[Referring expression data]
__________
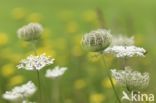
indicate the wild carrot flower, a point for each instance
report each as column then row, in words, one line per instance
column 35, row 62
column 30, row 32
column 126, row 51
column 132, row 80
column 20, row 92
column 122, row 40
column 56, row 72
column 96, row 40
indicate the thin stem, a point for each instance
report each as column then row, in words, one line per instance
column 56, row 91
column 38, row 74
column 39, row 86
column 111, row 81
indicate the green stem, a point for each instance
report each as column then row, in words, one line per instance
column 38, row 74
column 39, row 86
column 111, row 81
column 56, row 91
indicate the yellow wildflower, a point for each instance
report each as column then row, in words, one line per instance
column 80, row 84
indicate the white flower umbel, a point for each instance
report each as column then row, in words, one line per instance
column 122, row 40
column 132, row 80
column 35, row 62
column 56, row 72
column 20, row 92
column 126, row 51
column 96, row 40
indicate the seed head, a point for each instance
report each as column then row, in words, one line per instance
column 96, row 40
column 132, row 80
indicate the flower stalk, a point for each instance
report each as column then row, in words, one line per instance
column 110, row 79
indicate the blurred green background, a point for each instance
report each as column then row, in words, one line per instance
column 64, row 22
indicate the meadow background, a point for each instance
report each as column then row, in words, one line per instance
column 64, row 22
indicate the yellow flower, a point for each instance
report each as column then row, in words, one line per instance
column 80, row 84
column 72, row 27
column 65, row 15
column 107, row 84
column 18, row 79
column 34, row 17
column 8, row 70
column 89, row 16
column 18, row 13
column 3, row 39
column 97, row 98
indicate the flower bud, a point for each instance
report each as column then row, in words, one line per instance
column 96, row 40
column 30, row 32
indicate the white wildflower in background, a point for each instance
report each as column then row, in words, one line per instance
column 122, row 40
column 30, row 32
column 126, row 51
column 56, row 72
column 132, row 80
column 20, row 92
column 35, row 62
column 96, row 40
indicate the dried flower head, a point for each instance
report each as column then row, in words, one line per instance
column 56, row 72
column 96, row 40
column 30, row 32
column 35, row 62
column 132, row 80
column 122, row 40
column 126, row 51
column 20, row 92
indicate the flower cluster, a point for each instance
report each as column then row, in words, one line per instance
column 126, row 51
column 35, row 62
column 132, row 80
column 96, row 40
column 20, row 92
column 56, row 72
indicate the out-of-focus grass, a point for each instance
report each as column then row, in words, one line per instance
column 65, row 21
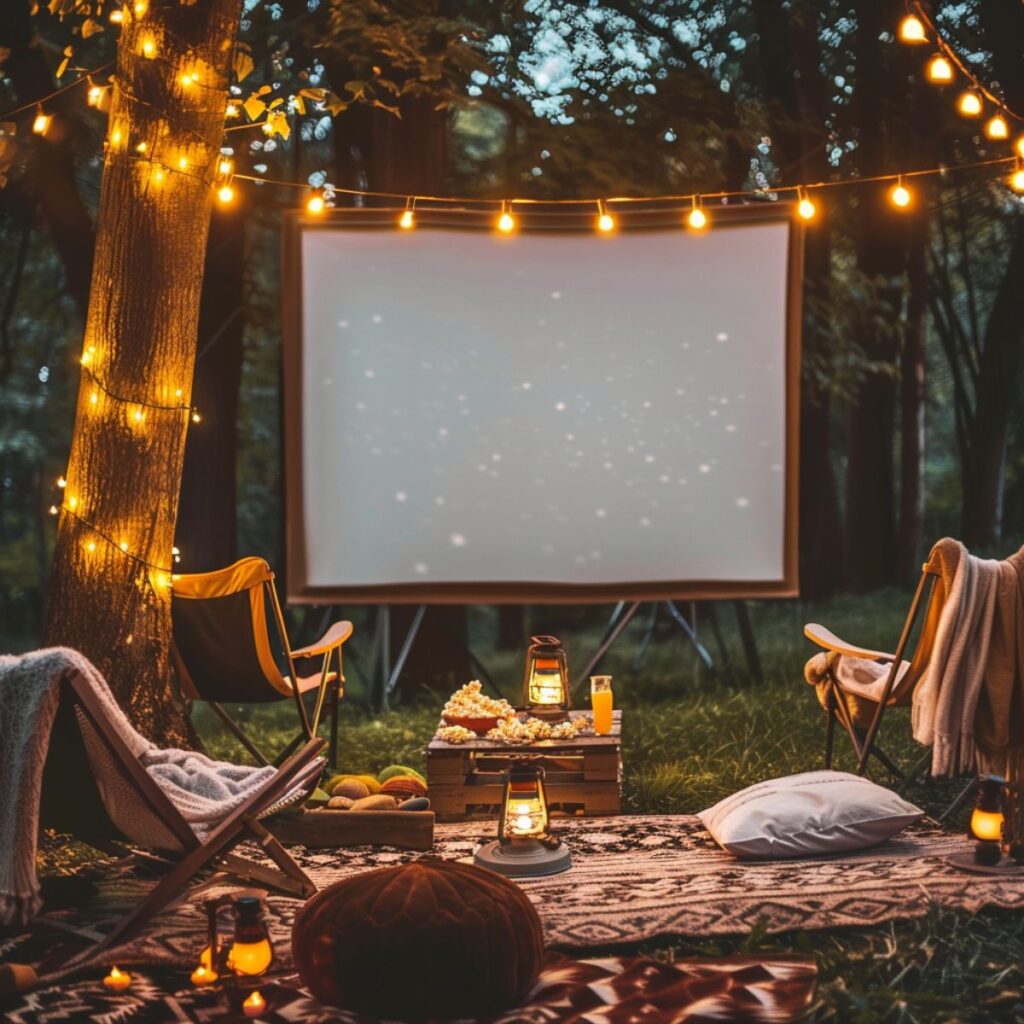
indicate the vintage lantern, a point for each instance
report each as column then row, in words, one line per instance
column 249, row 953
column 524, row 847
column 988, row 819
column 546, row 683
__________
- **What you will do**
Would you output the data exactly, without any of its images?

- **Answer box**
indicate the wild carrot flower, a point for each instance
report each as column then row, in words, one line per instance
column 35, row 62
column 30, row 32
column 126, row 51
column 132, row 80
column 20, row 92
column 122, row 40
column 56, row 72
column 96, row 40
indicate the thin stem, a point for each instance
report each as column then row, in words, one line per instance
column 56, row 91
column 38, row 74
column 39, row 86
column 111, row 81
indicate the green stem, a point for each instance
report each as column then row, in words, one line per instance
column 38, row 74
column 39, row 86
column 111, row 81
column 56, row 91
indicate the yellow wildflower, a point for each instance
report each as column then row, in words, one line per instance
column 80, row 84
indicate the white flower umbel, a point for each instance
report each as column then row, in words, one line per instance
column 122, row 40
column 132, row 80
column 35, row 62
column 56, row 72
column 20, row 92
column 126, row 51
column 96, row 40
indicate the seed head, a point for each instance
report each as column then row, in words, one line per instance
column 96, row 40
column 132, row 80
indicate the flower stalk, a point for each instance
report each as column then row, in words, one line per instance
column 110, row 79
indicate the blurred green background, a point for each instance
report each as column then row, in words, one line per instance
column 64, row 22
indicate the meadow background, a point for each instance
report each as column then row, in words, one line per instance
column 64, row 22
indicate the yellow flower, a point for each instance
report each as column then row, in words, one line per instance
column 80, row 84
column 72, row 27
column 65, row 15
column 107, row 84
column 18, row 79
column 34, row 17
column 8, row 70
column 89, row 16
column 18, row 13
column 3, row 39
column 97, row 98
indicate the flower bud, a point for each instance
report each as column then row, in words, one line per instance
column 96, row 40
column 30, row 32
indicate the white wildflower in background, a point for each instance
report each as column then row, in words, one line per instance
column 122, row 40
column 30, row 32
column 126, row 51
column 56, row 72
column 132, row 80
column 20, row 92
column 35, row 62
column 96, row 40
indicate the dried flower head, a point for each instance
report each as column then row, in words, one line per instance
column 56, row 72
column 96, row 40
column 30, row 32
column 35, row 62
column 132, row 80
column 122, row 40
column 126, row 51
column 20, row 92
indicate the flower cluster, a point for each instance
report each as column then row, in words, one line per instance
column 126, row 51
column 35, row 62
column 132, row 80
column 96, row 40
column 20, row 92
column 56, row 72
indicate the out-of-focus grass, a point for each instance
report each as column then row, in words, one line per instance
column 65, row 21
indicate the vintage lantern, a point for each instance
report each as column then row, in words, one line per instance
column 249, row 953
column 524, row 847
column 988, row 819
column 546, row 683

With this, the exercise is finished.